- _Task directions_: Print every line below that comes at or after the line containing "chimney and give integer pixel coordinates.", exactly as written.

- _Data listing_:
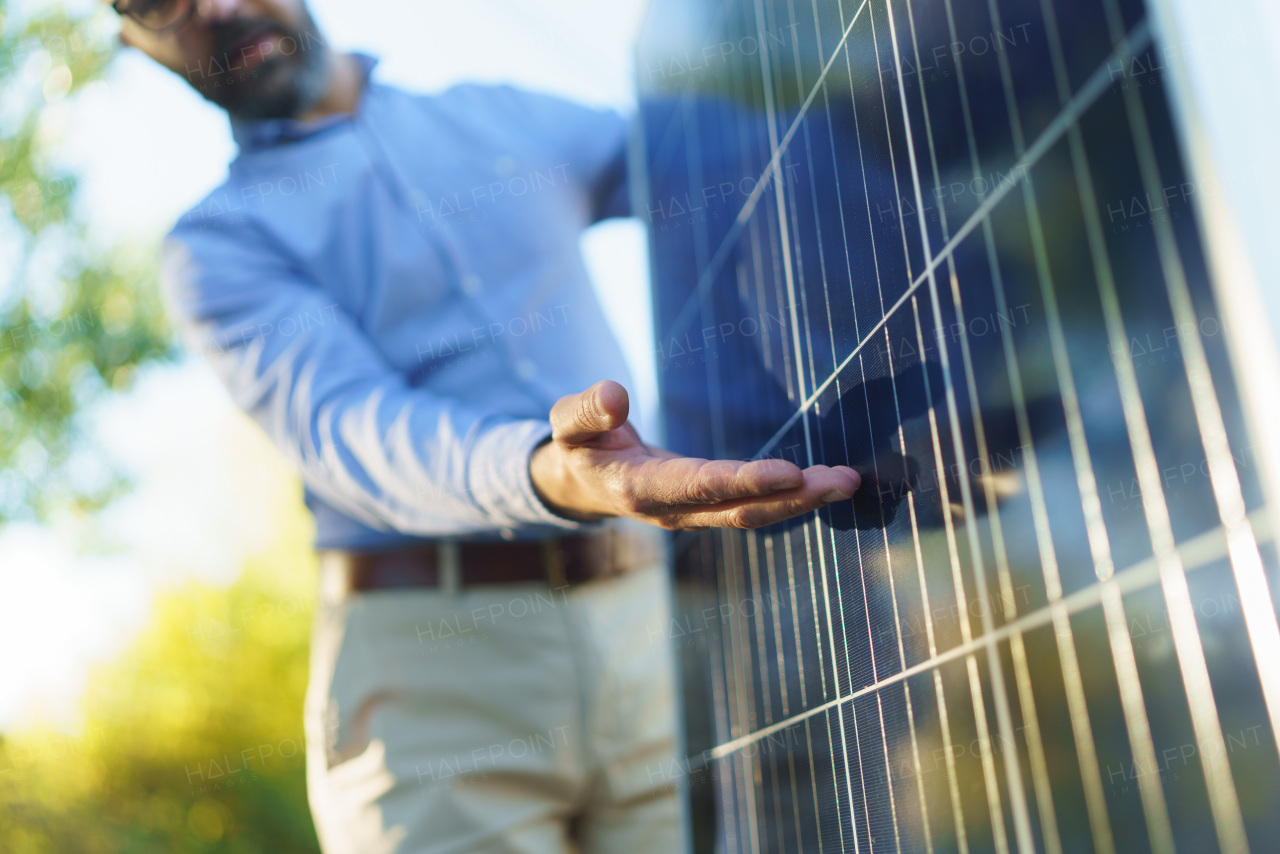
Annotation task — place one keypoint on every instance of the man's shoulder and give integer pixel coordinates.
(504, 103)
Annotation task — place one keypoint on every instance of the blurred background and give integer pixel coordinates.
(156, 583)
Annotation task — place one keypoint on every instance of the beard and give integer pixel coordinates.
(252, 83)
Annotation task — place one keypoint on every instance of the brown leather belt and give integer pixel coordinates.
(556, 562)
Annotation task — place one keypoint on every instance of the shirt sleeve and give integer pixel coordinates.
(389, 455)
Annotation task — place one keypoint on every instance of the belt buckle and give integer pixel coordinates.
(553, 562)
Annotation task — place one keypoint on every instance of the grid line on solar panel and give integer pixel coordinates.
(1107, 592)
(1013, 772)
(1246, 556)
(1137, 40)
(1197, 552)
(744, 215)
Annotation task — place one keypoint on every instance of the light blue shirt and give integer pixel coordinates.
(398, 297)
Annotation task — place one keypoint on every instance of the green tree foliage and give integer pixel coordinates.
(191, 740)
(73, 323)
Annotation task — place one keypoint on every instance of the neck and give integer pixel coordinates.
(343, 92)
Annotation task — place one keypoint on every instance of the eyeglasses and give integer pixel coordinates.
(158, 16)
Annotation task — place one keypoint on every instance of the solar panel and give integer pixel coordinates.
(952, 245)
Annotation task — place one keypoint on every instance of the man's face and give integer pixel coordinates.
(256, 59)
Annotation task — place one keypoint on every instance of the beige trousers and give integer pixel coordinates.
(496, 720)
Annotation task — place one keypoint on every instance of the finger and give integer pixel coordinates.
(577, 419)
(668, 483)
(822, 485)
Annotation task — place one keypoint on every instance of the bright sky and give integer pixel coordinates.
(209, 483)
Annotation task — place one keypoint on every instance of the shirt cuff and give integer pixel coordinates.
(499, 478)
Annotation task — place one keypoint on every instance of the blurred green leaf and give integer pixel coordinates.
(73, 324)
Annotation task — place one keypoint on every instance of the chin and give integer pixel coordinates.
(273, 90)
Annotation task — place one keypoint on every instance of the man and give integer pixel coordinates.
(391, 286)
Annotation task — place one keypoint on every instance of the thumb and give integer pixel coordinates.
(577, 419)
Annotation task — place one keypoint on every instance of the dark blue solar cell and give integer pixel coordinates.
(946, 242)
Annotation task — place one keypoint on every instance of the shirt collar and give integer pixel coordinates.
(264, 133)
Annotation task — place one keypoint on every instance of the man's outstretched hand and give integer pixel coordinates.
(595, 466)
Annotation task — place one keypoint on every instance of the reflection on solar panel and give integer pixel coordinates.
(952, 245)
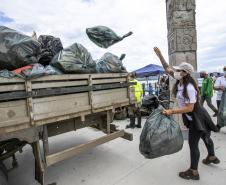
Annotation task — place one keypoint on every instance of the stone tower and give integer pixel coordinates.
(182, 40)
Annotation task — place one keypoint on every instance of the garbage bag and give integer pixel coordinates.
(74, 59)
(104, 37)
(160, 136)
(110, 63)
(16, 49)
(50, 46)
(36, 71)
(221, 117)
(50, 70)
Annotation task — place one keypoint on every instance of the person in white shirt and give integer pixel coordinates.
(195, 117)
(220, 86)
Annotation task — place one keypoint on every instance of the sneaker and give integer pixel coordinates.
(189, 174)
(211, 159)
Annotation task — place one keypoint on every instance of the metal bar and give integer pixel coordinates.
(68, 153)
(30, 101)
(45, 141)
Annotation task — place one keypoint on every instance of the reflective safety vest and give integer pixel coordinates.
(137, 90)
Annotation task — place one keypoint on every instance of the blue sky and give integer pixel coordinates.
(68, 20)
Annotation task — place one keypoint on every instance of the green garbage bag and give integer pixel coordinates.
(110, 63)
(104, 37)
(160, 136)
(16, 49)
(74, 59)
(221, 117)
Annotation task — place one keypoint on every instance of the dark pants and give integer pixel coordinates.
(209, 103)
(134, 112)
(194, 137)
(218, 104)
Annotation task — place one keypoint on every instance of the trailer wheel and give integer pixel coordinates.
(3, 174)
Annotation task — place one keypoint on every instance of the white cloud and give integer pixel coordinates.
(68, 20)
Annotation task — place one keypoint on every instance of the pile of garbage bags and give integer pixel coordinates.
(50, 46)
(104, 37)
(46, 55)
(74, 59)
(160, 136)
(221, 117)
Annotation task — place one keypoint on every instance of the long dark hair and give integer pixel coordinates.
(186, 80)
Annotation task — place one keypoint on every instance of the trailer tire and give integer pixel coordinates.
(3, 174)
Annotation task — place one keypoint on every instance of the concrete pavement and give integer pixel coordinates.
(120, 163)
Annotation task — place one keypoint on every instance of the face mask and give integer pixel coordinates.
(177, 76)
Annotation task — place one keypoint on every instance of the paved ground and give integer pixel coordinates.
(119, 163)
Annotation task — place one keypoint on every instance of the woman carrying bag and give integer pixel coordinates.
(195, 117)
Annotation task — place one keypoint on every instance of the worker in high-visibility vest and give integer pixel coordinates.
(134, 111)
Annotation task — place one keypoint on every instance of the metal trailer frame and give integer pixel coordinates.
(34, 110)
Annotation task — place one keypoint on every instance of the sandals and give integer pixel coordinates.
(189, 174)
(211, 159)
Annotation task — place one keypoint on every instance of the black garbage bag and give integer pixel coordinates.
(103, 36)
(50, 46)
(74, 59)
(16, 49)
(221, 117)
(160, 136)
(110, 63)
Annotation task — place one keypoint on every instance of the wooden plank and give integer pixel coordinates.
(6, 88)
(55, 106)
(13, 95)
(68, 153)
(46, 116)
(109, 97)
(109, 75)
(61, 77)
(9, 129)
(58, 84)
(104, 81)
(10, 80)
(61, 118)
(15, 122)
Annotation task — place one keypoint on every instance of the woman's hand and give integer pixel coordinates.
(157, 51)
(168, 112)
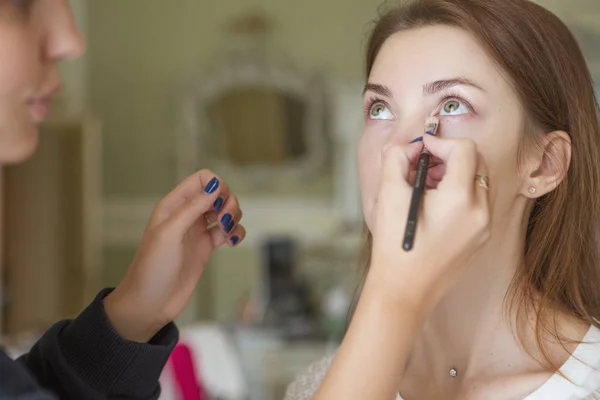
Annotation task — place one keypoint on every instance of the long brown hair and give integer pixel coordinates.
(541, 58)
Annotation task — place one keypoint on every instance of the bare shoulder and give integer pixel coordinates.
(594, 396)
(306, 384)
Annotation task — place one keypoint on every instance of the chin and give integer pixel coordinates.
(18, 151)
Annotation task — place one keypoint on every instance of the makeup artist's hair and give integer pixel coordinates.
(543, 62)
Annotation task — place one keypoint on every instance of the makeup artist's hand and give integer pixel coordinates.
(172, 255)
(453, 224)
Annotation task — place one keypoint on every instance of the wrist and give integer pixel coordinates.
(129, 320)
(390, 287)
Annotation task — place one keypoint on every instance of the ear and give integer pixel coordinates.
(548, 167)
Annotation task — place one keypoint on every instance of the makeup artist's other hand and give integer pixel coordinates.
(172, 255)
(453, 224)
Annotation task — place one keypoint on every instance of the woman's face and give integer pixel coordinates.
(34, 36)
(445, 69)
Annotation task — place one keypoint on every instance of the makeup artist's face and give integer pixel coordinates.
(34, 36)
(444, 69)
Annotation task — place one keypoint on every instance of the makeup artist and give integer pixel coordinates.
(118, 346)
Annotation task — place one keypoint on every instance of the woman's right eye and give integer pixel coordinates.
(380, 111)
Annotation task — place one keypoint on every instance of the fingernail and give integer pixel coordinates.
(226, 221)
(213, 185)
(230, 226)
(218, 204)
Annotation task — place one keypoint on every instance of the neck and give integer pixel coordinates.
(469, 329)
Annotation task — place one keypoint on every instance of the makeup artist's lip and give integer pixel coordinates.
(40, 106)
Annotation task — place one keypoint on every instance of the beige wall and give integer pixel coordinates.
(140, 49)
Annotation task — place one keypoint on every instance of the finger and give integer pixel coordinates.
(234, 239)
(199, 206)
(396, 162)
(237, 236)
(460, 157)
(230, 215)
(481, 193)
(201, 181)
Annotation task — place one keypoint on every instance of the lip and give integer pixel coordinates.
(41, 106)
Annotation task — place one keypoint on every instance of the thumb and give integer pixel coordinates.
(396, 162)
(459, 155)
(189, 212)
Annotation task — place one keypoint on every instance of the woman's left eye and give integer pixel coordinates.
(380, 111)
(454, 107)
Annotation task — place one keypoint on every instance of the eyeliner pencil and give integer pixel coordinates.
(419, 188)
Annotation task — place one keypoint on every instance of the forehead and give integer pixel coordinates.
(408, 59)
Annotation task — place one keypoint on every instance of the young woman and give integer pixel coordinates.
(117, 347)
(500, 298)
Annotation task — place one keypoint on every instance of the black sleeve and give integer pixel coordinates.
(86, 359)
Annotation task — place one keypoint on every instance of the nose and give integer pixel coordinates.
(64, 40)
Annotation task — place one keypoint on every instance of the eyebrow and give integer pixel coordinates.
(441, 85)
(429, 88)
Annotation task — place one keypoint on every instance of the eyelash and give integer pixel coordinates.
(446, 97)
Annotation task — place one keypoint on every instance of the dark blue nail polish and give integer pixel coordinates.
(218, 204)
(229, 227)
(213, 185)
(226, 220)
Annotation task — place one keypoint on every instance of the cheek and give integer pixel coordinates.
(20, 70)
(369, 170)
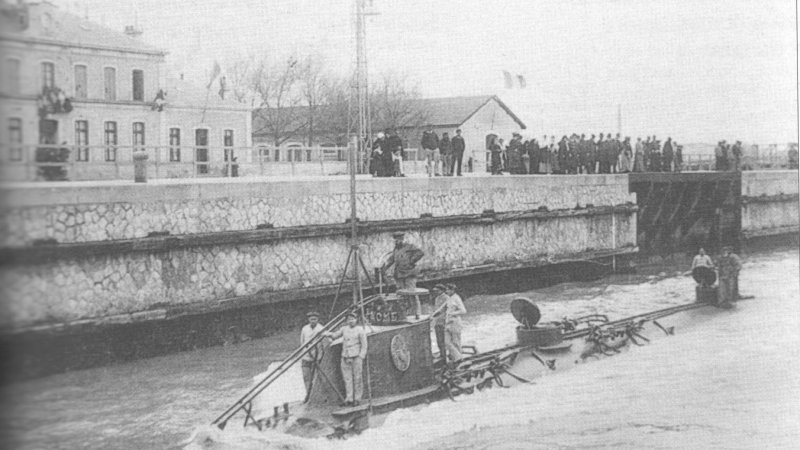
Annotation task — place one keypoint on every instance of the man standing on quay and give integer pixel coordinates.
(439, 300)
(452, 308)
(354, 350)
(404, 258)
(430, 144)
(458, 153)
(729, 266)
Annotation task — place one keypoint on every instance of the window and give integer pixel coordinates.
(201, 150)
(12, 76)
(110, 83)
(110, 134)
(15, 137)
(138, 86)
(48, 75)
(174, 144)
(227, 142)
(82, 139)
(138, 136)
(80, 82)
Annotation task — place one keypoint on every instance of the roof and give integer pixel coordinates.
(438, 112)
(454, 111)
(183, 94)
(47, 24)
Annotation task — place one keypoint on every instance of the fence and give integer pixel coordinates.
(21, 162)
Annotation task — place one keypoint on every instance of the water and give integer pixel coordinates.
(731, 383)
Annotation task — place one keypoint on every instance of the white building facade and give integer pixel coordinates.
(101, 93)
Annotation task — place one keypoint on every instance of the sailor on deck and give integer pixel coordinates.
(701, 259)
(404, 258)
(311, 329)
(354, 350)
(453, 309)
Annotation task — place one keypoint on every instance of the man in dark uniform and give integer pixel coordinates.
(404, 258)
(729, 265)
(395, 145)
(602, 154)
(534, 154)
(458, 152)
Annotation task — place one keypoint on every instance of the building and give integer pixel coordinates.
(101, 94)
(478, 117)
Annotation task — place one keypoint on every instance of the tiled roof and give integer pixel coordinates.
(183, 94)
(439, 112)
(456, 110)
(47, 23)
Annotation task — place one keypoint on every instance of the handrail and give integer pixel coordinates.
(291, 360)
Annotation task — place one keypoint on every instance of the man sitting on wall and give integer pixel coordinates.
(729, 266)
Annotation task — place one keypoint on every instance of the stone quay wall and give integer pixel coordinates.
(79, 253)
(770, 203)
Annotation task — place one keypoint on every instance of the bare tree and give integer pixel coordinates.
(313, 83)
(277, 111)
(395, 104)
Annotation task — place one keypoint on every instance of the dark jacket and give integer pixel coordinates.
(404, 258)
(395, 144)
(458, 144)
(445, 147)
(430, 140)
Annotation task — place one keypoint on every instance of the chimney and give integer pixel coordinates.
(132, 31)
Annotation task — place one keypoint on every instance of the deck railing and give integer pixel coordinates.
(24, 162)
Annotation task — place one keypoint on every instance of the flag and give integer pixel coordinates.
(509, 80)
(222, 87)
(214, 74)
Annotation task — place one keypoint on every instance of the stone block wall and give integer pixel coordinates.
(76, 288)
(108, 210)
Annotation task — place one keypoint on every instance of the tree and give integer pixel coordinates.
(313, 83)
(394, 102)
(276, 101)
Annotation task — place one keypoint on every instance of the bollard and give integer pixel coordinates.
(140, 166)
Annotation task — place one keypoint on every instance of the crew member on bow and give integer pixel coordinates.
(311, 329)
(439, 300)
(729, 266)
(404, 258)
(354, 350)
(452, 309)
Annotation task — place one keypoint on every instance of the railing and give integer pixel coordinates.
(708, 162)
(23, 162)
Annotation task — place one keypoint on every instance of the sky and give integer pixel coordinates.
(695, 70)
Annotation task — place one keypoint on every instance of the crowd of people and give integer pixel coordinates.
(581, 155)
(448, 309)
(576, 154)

- _Result of the exercise_:
Annotation task — place one keypoint on every instance of the chimney and give integer pixel coordinates.
(132, 31)
Annotation task — place one keypoint on every instance of the deck railing and give integer pixel coordinates.
(24, 162)
Annotation task — place one keypoint on every instance of the flag and give integer pixel coordinates.
(509, 80)
(222, 87)
(214, 74)
Annotation task — place one keypoint on every instance of the stone block wall and give integer pixel coordinates.
(76, 288)
(108, 210)
Annotation task — place one keypoint on every instance of the tree and give integer pixel coordinates.
(313, 83)
(394, 102)
(276, 101)
Annotation task — place one keypoint on every instance of the bollard and give integer pixel coordinates.
(140, 166)
Annotation task — place one keypoint on every instance of the crew member on bow and give integer pixel coordinates.
(311, 329)
(439, 300)
(729, 266)
(404, 258)
(354, 350)
(452, 309)
Annotation task — place one keypoint on every instance of the railing and give integer pixel coordinates.
(708, 162)
(23, 162)
Annotation task — place one keypoint on every instance of the sky and give integer pixel coordinates.
(695, 70)
Annotation task — place one keypoint on every instance of the crowd of people and give integer pixel coordinates.
(581, 155)
(448, 309)
(576, 154)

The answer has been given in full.